*TASKS AND EXERCISES:*
1 > According to the text about the youth choir's music mission, what is the theme of the concert?
2 > List every cause that the text about the youth choir's music mission names specifically as competing for time and financial resources.
3 > Do the following statements agree with the text about the youth choir's music mission? Answer yes or no for each, and quote the words of the text that decide it.
(a) The choir returns from Washington DC by way of Charlotte, NC.
(b) Charles Dickens is quoted as calling certain things of absolute worth "things that never die."
(c) The text describes God's worthiness as subjective.

*DOCUMENT EXCERPT:*
****

In less than one month, the DFUMC youth choir will have traveled and returned from its annual music mission. This year, we're headed to Washington DC by way of Charlotte, NC and returning by way of Raleigh, NC. Final preparations are under way.
The theme of the concert is "Worthy." As usual, I have provided the "About Our Mission" part of the program below so you can get a better idea of what it's about. Enjoy! We leave from church on Sunday, June 7!
“I will call upon the Lord, who is worthy to be praised.”
Today there is unprecedented competition for your time and financial resources. The phone rings, and the caller would like to know if you will support medical research or the local fraternal order of police. When it is your turn to pay at the supermarket, the cashier asks if you’d like to support March of Dimes or any of a hundred different causes. Or perhaps you attend a concert where an offering is taken to benefit a certain program like foster care at the United Methodist Children’s Home (a completely random example, of course!). Make no mistake. Each one of those causes is worthy.
Still, at the end of the day, time and resources are both finite. Each day you are forced to choose which causes are most worthy. You have to choose where you will volunteer your time. You have to choose whose name will be on the check that you drop in the mail. Others will make other selections reflecting their own priorities.
In that way, worthiness is subjective. It is less a statement of absolute value and more an indication of relative value. It’s as if life is an ordered list with those things most important to you on the top. While we may agree on a few items, our lists are like fingerprints, each unique from the time of its creation, and each revealing something of who we are.
But there are some things with absolute worth. Charles Dickens called them “things that never die.” “The pure, the bright, the beautiful that stirred our hearts in youth, the impulses to wordless prayer, the streams of love and truth, the longing after something lost, the spirit’s yearning cry, the striving after better hopes, these things can never die.” These things that never die are the best in us. They are the parts of us we celebrate. They are the fruits of the Spirit. They are good. They are truly and inarguably worthy. And they are the manifestations of God in our world.
In that way, God’s worthiness is not subjective. It is not confined to the same list of importance as wealth or fame or even honor and dignity. The things of God are elevated and absolute. They are truly and uniquely worthy of our praise.

****

*SUPPLIED RECORDS:*
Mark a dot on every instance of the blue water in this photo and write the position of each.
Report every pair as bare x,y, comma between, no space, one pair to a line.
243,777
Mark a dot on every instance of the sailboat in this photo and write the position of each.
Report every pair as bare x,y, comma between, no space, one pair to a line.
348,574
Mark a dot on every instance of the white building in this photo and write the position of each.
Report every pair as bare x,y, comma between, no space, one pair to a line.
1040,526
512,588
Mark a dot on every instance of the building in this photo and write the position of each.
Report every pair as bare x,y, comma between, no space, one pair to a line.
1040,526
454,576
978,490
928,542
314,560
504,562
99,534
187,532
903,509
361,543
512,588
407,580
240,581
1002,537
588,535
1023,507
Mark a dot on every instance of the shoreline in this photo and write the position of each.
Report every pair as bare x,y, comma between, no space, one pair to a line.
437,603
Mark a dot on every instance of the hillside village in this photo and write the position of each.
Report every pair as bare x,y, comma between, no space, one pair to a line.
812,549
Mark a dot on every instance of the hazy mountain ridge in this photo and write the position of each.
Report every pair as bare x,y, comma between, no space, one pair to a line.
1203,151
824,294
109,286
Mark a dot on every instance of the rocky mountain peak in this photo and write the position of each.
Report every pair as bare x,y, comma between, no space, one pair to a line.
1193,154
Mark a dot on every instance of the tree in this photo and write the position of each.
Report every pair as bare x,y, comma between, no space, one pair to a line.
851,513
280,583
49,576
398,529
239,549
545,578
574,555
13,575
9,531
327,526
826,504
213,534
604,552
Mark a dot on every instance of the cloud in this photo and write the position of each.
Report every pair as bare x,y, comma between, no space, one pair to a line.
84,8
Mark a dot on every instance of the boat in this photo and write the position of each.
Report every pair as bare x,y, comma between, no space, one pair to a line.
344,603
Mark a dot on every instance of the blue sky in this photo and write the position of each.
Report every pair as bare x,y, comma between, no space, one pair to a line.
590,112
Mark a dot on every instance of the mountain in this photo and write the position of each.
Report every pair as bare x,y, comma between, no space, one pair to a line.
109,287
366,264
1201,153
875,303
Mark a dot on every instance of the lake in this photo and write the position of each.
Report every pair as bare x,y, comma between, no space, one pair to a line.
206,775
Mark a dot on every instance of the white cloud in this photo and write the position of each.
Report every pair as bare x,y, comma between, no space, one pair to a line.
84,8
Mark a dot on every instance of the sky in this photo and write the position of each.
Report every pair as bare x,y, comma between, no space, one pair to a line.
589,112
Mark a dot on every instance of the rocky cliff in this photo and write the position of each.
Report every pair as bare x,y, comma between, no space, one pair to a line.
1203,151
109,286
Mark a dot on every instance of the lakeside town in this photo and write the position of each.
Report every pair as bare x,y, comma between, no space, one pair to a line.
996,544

****

*SOLUTIONS TO THE PROBLEMS:*
1 > The theme of the concert is "Worthy."

2 >
- Medical research
- The local fraternal order of police
- March of Dimes
- Foster care at the United Methodist Children's Home

3 >
(a) No: "headed to Washington DC by way of Charlotte, NC and returning by way of Raleigh, NC."
(b) Yes: "Charles Dickens called them “things that never die.”"
(c) No: "In that way, God’s worthiness is not subjective."